Spinoza est sévère contre les moralistes chagrins qui se complaisent dans les
affections tristes et ne font que nous conseiller de ronger notre frein et de
soupirer après un bonheur situé hors de ce monde. Ceux qui nous conseillent de
souffrir ne méritent pas d’être écouté. L’ascétisme religieux est une morale des
tristes. Ceux qui condamnent le plaisir au nom de la vertu ignorent ce dont ils
parlent. Ils moralisent à l’excès, mais ne nous
aident
pas à vivre, ni à comprendre l’homme. (texte)
L’éthique doit rester dans un chemin de
Joie, car la Joie est bonne. Elle nous inscrit sur le chemin de la Béatitude.
« Nul ne peut avoir le désir de posséder la béatitude, de bien agir et de bien vire, sans avoir en
même temps le désir d’être, d’agir et de vivre, c’est-à-dire d’exister en
acte ». La marque par laquelle nous savons avec certitude que le désir d’être se
trouve en chemin de perfection est la joie elle-même. A sa manière, Spinoza va
retrouver un sens très ancien du mot vertu. Du point de vue de la
dualité, qui est ignorance, la vertu et le contraire d’un vice et la distinction
entre l’un et l’autre est celle du bien et du mal, tels que la morale les
détermine. Cependant, les anciens avec compris que la vertu dans son essence est
puissance et croissance. Elle est force vive et pas une étiquette
posée par un jugement sur quelques actes exemplaires. Pour Spinoza, l’homme
qui croît en vertu est l’homme qui se développe dans la Joie, si bien que la
vertu la plus élevée coïncide avec la Joie la plus parfaite, la Béatitude.
La Béatitude, qui est la Joie suprême, est participation, unité avec la Nature
toute entière, c’est-à-dire dans le système de Spinoza, unité avec Dieu. Nous
savons que l’amour est intimement lié à la Joie, nous ne pouvons donc nous
étonner de voir Spinoza montrer à la fin de L’Éthique que la Béatitude ne
se sépare pas de l’amour intellectuel de Dieu.
(texte)
Nous avons donc avec Spinoza le modèle d’une éthique centrée sur la Joie. C’est assez rare en Occident. Spinoza reste une figure inoubliable à laquelle on ne cesse encore et encore de revenir. Spinoza reconnaît la valeur du plaisir, (texte) mais n’est pas un libertin. L’intuition qui le guide dans l’éthique est la joie, non le plaisir. Un livre comme l’Éthique baigne dans un parfum indéniable de spiritualité, sans être « religieux » au sens habituel. En ces temps de déprime et de morosité ambiante, dans une époque qui se nourrit de spectaculaire et de morbide, nous aurions certainement beaucoup à apprendre d’une éthique de la Joie. Pour allumer une lumière dans la nuit profonde de la négativité ambiante. Bref, pour mettre un peu de joie, là où règne l’exaspération !

> [DÉTAILS DU PROBLÈME]
Reprenez l'extrait sur l'éthique de la Joie chez Spinoza après sa dernière phrase et prolongez-le.

> [DONNÉES FOURNIES]

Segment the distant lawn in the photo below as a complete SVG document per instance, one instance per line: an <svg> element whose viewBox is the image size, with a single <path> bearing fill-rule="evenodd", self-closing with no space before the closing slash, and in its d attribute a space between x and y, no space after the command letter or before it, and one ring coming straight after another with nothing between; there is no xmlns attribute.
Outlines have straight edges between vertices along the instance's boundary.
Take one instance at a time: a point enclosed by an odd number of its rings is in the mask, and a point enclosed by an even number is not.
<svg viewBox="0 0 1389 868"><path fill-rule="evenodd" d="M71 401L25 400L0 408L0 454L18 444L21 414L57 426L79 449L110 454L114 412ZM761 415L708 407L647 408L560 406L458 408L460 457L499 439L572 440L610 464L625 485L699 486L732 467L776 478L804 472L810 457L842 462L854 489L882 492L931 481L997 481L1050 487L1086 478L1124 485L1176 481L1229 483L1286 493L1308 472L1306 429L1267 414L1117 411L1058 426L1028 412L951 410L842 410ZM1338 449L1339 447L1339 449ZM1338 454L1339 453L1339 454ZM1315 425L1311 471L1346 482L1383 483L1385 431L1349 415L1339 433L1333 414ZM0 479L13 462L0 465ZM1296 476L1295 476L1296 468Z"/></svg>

> [RÉSULTAT FINAL]
Par définition, est absolu (R) ce qui ne dépend de rien d’autre pour être, (texte) mais ne dépend que de Soi, tandis qu’est relatif ce qui dépend d’autre chose et ne saurait exister séparément. En d’autre terme, ce qui est marqué d’un caractère absolu est inconditionnel et Cause de soi, ce qui est relatif dépend de conditions et est causé par autre chose que soi. Pour Spinoza, la Vérité est marquée du sceau de l’Absolu, ainsi, loin de dépendre d’autre chose, elle doit aussi être sa propre marque. De même, nous avons vu avec Platon que l’Amour dans son sens le plus élevé est sa propre Cause, il est inconditionnel, tandis que pris dans son sens relatif, aux premiers degrés de la dialectique ascendante de l’amour, comme attachement, il dépend de toutes sortes de facteurs. Pourrions-nous en dire autant de la Joie ? (texte) La joie, comme la Vérité et l’Amour renvoient-ils l’un à l’autre comme signes de l’Absolu ?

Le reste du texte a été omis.